** Start Input **

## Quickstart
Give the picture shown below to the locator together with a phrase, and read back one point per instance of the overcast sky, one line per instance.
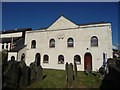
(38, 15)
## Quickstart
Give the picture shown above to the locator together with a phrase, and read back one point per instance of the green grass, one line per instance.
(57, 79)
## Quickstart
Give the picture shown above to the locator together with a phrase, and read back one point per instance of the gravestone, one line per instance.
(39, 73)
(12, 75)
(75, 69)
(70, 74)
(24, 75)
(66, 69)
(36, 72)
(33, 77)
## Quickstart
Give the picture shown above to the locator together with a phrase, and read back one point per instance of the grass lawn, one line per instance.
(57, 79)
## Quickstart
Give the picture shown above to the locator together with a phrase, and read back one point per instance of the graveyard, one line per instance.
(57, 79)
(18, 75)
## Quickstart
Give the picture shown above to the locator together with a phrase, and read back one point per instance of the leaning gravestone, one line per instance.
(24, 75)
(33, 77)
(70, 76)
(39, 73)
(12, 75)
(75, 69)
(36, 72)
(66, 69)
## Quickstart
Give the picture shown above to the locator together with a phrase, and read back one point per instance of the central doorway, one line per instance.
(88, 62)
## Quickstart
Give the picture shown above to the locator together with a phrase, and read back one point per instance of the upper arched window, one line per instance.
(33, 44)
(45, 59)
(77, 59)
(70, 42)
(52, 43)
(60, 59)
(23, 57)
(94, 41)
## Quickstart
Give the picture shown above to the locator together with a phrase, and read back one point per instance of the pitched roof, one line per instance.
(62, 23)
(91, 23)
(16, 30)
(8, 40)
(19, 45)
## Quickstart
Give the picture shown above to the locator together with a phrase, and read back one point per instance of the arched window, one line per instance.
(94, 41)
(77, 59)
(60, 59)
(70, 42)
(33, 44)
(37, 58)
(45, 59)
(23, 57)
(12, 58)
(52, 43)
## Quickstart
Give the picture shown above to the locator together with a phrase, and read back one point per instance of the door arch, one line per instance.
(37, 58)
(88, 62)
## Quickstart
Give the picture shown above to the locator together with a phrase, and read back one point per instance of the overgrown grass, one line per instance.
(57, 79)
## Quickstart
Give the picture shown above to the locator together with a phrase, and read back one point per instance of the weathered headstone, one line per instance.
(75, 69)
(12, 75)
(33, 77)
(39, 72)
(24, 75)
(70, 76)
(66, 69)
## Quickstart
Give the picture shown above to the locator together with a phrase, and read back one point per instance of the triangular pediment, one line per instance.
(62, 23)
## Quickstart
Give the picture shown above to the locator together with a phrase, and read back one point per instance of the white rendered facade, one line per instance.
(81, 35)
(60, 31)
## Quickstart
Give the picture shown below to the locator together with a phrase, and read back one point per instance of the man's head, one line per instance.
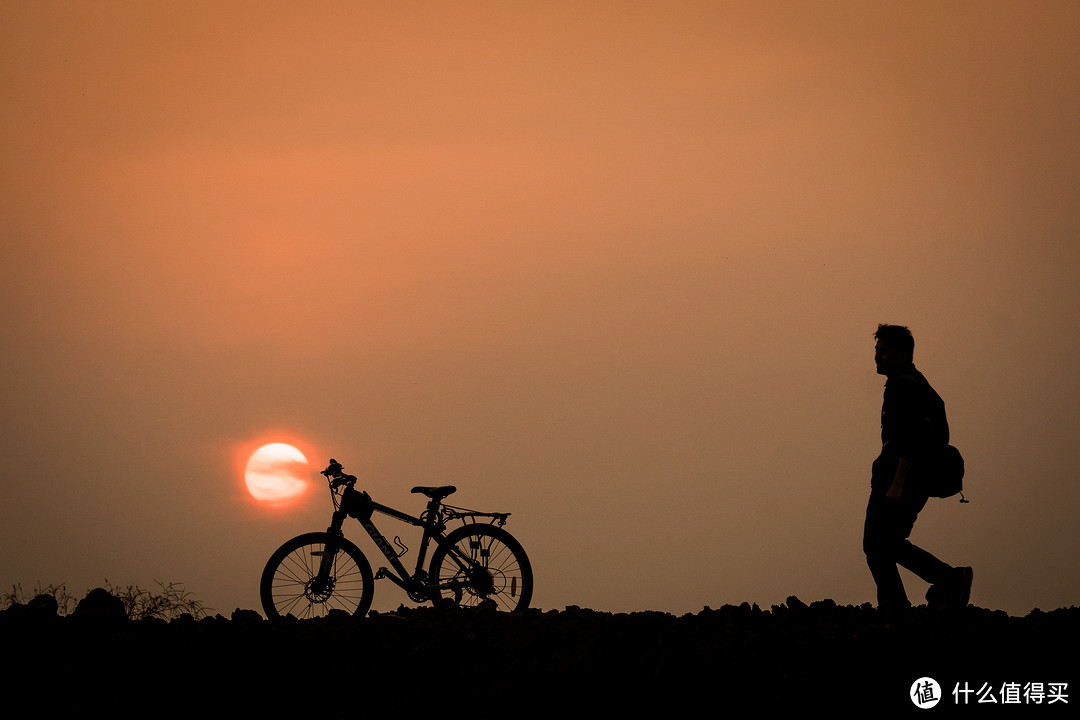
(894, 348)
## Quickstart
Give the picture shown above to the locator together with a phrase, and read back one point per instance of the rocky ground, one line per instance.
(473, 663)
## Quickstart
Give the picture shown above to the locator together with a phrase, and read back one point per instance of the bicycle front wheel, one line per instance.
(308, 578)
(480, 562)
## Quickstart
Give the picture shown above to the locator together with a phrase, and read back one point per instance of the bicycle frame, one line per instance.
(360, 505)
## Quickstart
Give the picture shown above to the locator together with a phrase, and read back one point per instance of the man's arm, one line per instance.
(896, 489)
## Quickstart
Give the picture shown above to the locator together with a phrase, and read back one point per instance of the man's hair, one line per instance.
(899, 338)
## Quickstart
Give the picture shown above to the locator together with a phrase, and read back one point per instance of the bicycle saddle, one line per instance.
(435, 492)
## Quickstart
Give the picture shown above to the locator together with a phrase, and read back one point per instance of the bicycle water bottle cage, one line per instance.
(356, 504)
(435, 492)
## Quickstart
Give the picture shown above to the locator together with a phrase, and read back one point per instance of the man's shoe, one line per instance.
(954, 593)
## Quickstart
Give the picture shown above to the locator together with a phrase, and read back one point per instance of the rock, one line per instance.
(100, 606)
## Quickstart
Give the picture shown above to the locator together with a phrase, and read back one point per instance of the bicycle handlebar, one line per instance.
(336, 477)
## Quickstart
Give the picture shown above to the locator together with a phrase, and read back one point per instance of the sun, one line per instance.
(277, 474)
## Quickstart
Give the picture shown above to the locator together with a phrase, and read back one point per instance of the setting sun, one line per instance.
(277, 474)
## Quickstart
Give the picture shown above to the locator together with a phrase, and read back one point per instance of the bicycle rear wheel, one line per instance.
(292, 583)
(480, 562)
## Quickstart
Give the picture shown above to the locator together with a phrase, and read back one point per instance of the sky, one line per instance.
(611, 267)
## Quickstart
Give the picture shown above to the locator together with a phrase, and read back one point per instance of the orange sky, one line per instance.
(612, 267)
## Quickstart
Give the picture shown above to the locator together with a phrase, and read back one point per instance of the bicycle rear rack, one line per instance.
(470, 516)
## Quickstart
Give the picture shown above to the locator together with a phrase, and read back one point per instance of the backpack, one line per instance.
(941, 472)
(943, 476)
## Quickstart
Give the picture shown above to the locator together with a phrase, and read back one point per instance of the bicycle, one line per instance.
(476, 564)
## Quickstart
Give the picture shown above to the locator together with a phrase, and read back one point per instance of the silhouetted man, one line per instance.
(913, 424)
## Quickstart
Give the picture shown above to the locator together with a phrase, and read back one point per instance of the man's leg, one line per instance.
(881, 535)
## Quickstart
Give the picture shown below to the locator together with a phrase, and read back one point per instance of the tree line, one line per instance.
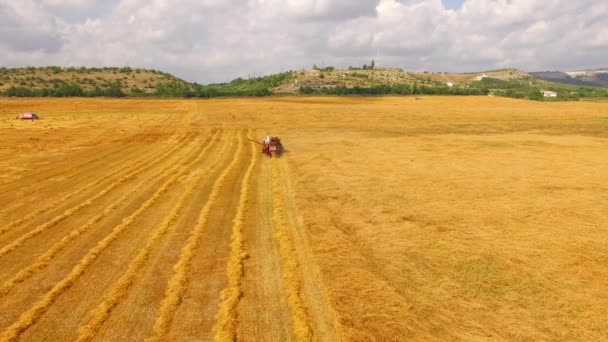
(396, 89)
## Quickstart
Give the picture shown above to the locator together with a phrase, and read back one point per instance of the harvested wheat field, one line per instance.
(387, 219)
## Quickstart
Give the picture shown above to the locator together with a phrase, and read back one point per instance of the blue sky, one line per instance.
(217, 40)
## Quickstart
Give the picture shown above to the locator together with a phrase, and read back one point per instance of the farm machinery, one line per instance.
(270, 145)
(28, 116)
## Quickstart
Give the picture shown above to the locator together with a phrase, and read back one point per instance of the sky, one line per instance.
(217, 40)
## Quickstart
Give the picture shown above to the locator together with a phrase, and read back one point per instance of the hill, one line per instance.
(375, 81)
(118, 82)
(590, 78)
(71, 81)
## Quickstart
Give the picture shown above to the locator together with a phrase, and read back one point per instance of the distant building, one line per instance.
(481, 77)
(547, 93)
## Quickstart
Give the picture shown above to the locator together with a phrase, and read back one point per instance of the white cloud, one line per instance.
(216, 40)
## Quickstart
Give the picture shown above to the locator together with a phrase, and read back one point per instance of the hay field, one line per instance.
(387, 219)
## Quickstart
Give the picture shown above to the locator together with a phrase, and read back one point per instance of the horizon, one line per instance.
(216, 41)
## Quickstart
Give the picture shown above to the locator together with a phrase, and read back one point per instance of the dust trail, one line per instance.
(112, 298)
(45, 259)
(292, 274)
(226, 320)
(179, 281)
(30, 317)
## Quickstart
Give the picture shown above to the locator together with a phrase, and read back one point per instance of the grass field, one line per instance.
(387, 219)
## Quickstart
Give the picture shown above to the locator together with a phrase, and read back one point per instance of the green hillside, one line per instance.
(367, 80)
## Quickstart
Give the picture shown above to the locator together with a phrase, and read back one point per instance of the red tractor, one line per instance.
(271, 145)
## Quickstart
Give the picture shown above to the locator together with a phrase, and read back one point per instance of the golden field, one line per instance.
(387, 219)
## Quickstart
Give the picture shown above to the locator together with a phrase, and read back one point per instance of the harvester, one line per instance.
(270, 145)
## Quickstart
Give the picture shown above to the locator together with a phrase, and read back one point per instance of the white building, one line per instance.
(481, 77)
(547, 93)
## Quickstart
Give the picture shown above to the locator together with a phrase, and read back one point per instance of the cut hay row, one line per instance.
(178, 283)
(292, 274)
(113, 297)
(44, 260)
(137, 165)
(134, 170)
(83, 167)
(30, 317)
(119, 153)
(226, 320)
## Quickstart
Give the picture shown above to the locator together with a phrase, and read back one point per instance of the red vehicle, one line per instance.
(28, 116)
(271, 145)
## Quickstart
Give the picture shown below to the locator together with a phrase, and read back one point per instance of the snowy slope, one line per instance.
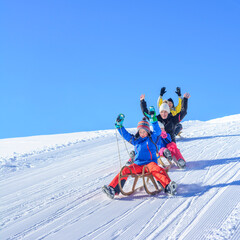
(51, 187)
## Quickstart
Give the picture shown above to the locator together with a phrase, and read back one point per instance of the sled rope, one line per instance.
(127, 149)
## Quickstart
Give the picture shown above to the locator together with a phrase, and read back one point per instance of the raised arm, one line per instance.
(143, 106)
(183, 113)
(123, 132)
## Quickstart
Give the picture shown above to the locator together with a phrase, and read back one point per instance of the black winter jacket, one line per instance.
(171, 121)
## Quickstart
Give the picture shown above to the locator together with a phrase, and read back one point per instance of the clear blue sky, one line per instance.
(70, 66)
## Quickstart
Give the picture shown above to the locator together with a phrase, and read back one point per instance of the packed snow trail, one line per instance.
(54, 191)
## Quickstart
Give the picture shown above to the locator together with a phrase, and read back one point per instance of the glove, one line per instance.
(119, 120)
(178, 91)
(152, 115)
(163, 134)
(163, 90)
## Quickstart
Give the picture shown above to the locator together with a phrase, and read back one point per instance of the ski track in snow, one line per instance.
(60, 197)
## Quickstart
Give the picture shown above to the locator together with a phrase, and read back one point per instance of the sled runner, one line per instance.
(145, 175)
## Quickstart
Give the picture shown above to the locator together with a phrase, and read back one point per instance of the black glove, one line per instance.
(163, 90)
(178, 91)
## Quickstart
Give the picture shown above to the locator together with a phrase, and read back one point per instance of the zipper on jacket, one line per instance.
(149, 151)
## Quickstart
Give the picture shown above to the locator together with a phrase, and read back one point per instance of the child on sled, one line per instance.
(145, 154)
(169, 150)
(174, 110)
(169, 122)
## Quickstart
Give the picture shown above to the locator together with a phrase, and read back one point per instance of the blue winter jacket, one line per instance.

** End Input **

(Objective): Pick out every line above that contains the word "rear", treating uppercase and lowercase as different.

(Output of the exercise):
Give the picture shown above to the locator together with a phrase, and read back one point per instance of the bicycle rear wheel, one line per instance.
Give the picture shown above to the locator together with a phrase, and read back one point per instance of the bicycle rear rack, one line per instance.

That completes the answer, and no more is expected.